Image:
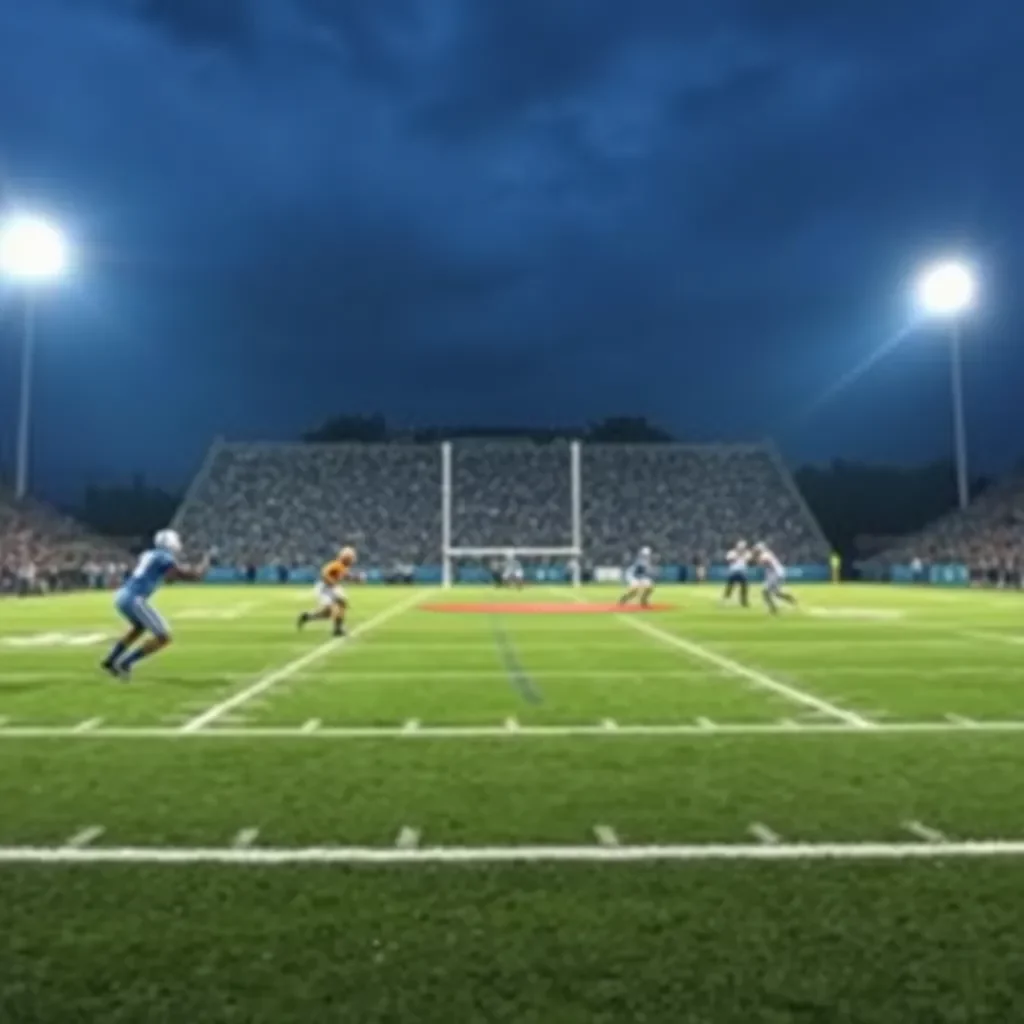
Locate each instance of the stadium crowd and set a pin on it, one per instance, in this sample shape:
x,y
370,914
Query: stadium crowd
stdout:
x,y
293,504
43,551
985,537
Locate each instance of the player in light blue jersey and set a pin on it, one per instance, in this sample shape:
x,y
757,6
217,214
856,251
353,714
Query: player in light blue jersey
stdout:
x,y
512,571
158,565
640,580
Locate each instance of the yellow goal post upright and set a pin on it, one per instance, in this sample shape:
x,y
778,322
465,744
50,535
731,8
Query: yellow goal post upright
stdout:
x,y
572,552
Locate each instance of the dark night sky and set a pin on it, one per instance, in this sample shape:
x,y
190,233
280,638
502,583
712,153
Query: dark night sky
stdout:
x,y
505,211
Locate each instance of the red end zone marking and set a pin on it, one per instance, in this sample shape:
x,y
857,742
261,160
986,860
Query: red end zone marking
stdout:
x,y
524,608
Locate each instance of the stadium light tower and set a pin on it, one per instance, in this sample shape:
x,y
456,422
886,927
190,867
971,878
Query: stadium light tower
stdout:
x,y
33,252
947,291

##########

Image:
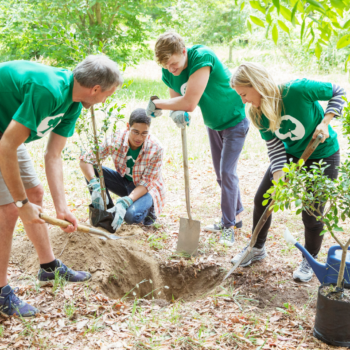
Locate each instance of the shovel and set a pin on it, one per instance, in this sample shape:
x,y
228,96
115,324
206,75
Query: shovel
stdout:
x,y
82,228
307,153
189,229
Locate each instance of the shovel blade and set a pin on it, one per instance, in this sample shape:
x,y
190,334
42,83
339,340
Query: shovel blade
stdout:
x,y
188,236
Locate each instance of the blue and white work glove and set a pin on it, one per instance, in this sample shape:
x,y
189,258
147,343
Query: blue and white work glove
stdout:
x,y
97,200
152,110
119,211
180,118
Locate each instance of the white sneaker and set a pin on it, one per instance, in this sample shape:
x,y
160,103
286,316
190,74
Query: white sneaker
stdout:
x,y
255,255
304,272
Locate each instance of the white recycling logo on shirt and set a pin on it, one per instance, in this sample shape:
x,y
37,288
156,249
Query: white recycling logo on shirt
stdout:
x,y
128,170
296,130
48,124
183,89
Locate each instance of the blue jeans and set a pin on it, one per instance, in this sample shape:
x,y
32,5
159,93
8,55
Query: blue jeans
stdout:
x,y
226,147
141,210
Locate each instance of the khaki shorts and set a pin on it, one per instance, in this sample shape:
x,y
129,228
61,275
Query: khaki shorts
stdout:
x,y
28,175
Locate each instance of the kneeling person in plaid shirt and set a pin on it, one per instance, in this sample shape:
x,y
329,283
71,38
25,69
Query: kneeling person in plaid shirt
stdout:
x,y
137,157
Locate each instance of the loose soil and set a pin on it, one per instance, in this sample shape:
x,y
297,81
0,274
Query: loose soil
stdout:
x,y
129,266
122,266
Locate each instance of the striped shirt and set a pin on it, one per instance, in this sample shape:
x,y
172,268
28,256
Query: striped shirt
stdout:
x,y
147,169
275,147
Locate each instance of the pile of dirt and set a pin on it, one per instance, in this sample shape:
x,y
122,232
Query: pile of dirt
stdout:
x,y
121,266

##########

[Exercise details] What lines of the material above hold the string "marking"? Please copy them.

[Completed exercise]
Locate each instance of the red end zone marking and set a pin on it, one per instance, in this sample shape:
Query: red end zone marking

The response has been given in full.